● INSTRUCTIONS FOR THE TASK:
Please answer from the text on statutory guidance about Positive Childhood Experiences: what principle should be introduced for services working with care-experienced children and young people?

● TEXT SHOWN:
━━━━━━━━

The Department for Education (England) and the Welsh Government (Wales) must create statutory guidance for professionals and carers on Positive Childhood Experiences. As part of that guidance, a ‘do no harm’ principle for services working with care-experienced children and young people should be introduced that recognises which professional decisions can harm mental health. This guidance should have an explicit focus on supporting care-experienced children and young people to lead fulfilling lives and reach their potential. 

Full Looked After Minds report available here: https://www.nyas.net/wpcontent/uploads/NYAS-looked-after-mind-report.pdf


For children and young people, we believe mental health support must be child-centred and rights-based, also recognising that mental health problems can be preventable if the right support is given at the right time.

━━━━━━━━

● SOURCE DATA:
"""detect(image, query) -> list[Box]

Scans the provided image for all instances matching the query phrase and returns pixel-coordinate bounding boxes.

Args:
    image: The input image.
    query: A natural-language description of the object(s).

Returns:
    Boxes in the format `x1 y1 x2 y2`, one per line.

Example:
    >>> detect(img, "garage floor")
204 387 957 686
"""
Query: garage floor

━━━━━━━━

● EXERCISE RESPONSE:
A ‘do no harm’ principle that recognizes which professional decisions can harm mental health.